• Set exercise:
Copy out word for word the part of the records that opens with the line containing "Could you point out the orange stripe" and closes with the line containing "(1059, 309)", both of those lines included.

• Extracted records:
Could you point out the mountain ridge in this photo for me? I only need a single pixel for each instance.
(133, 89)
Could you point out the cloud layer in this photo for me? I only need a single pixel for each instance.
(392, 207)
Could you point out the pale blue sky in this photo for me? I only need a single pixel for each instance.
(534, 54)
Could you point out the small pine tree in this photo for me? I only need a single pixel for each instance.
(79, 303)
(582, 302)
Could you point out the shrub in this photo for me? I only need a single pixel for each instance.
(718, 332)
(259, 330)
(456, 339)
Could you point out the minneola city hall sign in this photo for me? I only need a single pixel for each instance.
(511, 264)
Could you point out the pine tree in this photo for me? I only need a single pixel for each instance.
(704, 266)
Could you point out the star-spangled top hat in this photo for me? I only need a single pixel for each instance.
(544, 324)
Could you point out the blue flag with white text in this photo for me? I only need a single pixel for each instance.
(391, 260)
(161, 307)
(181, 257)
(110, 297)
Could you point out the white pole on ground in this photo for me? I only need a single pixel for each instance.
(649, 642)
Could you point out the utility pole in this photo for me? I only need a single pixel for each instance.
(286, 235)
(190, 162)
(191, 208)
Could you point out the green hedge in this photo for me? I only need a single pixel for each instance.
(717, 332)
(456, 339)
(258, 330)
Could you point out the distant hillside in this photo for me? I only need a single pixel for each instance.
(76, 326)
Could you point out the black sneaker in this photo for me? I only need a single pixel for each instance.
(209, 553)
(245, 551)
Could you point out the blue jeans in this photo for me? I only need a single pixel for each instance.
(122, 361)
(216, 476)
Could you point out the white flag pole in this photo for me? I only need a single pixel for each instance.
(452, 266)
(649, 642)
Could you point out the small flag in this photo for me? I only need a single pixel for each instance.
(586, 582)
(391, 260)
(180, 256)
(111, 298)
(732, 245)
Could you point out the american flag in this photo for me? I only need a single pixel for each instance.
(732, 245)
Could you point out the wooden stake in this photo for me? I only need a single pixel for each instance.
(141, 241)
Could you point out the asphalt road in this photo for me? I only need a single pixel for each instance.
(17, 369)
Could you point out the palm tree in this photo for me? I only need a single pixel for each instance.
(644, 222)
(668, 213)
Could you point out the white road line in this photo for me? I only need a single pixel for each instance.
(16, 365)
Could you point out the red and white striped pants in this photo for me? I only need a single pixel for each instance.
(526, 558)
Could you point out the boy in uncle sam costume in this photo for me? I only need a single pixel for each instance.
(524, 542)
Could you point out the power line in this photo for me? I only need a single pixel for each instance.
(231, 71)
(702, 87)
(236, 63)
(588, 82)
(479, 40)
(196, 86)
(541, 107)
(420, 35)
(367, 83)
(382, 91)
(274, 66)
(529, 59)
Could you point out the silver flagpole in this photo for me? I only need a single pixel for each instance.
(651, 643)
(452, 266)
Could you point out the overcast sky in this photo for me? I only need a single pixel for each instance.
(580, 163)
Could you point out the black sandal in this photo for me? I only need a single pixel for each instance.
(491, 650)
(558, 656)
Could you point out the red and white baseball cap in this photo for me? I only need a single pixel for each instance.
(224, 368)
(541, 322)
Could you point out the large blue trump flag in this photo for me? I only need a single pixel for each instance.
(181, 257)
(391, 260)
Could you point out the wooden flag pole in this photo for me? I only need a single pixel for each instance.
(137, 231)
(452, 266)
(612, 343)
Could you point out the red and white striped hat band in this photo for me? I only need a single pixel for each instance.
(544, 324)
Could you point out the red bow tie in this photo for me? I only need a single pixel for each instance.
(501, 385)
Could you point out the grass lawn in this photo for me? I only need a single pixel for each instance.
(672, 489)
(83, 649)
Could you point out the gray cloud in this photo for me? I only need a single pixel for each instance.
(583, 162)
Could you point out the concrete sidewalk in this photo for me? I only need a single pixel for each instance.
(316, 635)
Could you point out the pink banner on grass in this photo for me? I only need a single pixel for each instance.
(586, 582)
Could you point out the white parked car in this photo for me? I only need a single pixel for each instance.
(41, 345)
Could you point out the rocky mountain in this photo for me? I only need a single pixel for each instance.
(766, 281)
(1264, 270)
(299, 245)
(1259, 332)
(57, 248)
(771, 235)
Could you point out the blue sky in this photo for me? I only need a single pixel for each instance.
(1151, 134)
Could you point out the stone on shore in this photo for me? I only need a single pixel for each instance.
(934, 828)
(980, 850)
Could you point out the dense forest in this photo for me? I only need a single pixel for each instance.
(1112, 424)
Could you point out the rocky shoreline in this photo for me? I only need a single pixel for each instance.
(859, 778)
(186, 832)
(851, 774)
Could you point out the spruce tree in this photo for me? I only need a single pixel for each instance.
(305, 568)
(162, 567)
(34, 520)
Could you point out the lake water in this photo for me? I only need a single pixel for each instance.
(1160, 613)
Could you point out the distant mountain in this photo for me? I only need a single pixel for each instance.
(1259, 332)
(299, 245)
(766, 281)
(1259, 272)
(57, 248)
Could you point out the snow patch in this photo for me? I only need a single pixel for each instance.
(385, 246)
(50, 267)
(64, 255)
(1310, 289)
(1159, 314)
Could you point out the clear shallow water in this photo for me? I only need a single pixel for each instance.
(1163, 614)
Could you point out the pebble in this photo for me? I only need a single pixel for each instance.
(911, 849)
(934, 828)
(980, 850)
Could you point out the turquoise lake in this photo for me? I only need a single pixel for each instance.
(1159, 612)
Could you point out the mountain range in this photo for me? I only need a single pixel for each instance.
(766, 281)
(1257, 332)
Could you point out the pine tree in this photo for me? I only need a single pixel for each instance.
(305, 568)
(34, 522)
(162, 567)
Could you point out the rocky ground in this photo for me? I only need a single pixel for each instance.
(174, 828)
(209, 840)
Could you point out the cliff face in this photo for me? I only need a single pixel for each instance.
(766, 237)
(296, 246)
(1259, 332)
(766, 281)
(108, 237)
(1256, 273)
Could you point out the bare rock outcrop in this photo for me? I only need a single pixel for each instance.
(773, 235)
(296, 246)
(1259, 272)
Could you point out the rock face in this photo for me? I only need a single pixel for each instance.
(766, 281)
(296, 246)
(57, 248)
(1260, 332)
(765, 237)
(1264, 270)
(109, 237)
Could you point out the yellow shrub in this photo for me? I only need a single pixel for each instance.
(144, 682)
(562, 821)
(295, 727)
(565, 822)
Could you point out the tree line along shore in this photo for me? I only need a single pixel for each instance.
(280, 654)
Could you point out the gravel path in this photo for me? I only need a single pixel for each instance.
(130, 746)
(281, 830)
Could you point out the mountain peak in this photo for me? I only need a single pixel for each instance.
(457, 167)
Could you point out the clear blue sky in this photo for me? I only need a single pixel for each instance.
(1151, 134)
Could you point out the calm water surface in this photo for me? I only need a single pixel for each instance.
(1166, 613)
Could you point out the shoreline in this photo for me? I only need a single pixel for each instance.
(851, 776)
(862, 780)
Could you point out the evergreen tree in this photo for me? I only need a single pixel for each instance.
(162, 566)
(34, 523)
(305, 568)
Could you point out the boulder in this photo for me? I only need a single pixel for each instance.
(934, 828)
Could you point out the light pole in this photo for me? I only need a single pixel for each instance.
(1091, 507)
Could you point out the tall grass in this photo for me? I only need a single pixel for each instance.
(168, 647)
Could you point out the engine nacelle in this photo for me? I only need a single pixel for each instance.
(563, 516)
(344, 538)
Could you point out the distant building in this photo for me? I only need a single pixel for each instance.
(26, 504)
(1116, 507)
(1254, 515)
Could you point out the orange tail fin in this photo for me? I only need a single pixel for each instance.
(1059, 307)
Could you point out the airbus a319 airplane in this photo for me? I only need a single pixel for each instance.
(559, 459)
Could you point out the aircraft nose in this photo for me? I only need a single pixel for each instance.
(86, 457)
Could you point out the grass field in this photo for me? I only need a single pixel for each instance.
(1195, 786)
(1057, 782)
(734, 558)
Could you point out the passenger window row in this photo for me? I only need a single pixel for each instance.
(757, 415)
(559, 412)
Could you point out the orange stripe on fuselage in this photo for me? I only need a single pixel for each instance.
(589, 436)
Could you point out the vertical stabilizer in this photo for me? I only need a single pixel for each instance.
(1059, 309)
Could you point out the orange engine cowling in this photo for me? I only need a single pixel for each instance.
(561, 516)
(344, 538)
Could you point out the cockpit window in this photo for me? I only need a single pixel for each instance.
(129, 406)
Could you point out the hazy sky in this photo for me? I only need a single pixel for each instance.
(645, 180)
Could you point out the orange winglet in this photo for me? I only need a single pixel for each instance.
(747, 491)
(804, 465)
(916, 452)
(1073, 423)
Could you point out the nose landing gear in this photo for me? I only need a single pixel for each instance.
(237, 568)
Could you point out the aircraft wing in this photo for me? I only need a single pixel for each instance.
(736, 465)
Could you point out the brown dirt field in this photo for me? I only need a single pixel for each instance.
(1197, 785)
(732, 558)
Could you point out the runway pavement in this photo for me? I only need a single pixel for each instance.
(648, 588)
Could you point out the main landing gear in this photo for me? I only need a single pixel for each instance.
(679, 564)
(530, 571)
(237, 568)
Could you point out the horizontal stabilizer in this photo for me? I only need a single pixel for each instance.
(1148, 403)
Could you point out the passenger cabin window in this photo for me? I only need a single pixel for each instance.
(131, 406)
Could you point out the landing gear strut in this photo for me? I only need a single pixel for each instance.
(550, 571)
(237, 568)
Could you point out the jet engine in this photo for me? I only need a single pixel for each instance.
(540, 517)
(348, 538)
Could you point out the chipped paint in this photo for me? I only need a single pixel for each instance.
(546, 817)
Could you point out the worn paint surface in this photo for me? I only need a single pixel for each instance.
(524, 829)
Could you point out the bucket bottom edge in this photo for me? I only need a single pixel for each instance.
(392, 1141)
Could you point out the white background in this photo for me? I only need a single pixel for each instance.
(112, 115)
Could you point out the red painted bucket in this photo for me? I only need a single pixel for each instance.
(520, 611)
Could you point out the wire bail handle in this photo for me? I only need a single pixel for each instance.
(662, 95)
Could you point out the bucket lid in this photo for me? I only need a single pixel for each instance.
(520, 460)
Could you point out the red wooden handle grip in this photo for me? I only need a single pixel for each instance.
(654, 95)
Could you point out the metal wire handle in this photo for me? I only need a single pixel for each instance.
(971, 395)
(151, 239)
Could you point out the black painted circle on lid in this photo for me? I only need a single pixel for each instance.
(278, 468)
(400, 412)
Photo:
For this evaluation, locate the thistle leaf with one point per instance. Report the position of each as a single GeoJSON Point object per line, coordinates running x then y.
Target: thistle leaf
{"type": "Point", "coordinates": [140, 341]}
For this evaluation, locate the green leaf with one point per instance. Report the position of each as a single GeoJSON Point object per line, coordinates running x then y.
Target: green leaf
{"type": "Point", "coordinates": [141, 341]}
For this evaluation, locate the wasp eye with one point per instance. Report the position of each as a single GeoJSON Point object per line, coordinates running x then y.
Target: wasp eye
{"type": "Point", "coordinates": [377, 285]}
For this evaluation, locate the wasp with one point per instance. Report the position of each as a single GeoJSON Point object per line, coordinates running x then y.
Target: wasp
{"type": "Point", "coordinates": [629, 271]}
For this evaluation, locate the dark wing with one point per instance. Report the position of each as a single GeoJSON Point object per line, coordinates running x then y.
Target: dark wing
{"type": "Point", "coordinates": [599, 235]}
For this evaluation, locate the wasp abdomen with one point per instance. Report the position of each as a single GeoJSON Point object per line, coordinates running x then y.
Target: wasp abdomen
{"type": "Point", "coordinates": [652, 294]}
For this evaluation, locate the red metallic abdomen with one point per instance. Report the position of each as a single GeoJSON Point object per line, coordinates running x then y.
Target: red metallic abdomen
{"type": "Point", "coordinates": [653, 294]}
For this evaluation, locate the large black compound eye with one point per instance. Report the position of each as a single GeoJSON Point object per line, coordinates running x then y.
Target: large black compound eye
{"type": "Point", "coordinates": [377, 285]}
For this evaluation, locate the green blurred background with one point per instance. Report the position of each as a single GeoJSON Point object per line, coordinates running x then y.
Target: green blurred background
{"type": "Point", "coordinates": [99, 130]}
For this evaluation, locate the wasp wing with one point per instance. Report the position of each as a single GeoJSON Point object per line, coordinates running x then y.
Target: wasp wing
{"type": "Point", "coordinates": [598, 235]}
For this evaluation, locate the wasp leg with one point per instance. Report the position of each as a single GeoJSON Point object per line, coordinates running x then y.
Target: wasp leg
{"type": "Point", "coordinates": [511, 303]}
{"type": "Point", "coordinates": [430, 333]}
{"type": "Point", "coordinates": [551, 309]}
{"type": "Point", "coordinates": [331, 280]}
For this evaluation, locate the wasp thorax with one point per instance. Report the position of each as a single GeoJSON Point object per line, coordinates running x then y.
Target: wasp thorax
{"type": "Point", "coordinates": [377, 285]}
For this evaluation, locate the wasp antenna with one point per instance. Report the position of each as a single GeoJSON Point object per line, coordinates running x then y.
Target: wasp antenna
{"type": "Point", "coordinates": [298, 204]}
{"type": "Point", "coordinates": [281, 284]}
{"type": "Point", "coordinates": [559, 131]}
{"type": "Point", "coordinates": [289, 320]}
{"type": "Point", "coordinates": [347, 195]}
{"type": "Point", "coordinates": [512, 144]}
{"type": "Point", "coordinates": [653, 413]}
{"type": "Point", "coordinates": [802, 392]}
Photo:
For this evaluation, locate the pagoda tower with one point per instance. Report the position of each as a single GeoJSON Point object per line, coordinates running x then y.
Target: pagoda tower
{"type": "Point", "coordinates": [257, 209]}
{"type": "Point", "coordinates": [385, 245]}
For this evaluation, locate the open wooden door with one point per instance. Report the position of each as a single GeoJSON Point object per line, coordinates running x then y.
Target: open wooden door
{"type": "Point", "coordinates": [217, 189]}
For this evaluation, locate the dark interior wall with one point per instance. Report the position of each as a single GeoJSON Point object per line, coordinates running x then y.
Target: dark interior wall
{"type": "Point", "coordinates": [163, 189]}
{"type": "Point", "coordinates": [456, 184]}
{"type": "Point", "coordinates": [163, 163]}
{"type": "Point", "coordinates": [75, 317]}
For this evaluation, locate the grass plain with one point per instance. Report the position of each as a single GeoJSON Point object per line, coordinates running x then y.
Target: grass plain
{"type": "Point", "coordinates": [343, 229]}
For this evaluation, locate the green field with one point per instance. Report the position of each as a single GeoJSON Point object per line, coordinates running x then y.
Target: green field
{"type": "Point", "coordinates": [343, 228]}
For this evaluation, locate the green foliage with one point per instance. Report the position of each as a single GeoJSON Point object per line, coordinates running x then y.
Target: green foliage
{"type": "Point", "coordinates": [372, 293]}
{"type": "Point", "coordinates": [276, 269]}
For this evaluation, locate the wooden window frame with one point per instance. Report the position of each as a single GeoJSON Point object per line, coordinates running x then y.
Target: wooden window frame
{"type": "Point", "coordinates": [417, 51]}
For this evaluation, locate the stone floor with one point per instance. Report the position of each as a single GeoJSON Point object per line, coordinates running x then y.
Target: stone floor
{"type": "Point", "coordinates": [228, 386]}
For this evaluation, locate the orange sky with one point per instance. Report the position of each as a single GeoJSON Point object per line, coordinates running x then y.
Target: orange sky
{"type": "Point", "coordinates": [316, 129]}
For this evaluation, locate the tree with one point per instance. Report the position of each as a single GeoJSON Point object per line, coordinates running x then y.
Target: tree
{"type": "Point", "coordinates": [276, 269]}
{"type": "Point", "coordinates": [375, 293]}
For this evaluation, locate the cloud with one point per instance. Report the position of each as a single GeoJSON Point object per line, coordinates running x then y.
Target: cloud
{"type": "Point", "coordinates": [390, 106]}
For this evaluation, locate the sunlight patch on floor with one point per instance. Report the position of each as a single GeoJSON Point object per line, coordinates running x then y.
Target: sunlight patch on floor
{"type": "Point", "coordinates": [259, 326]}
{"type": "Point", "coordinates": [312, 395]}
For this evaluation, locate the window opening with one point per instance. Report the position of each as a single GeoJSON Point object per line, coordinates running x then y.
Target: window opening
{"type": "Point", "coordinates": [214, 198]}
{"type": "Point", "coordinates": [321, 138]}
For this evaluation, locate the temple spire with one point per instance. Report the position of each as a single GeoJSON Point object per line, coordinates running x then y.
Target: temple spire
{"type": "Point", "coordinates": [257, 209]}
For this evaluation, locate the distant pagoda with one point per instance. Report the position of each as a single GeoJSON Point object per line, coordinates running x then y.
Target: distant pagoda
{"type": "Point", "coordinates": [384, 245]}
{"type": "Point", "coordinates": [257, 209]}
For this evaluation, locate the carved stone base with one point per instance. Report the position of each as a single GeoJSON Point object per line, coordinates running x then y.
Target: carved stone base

• Exercise result:
Could you point out the orange stripe on fuselage in this photo for me? I only need a single pixel for each instance.
(589, 436)
Could you point out the vertical stabilizer in this photo for me? I only need a single pixel for each instance.
(1059, 309)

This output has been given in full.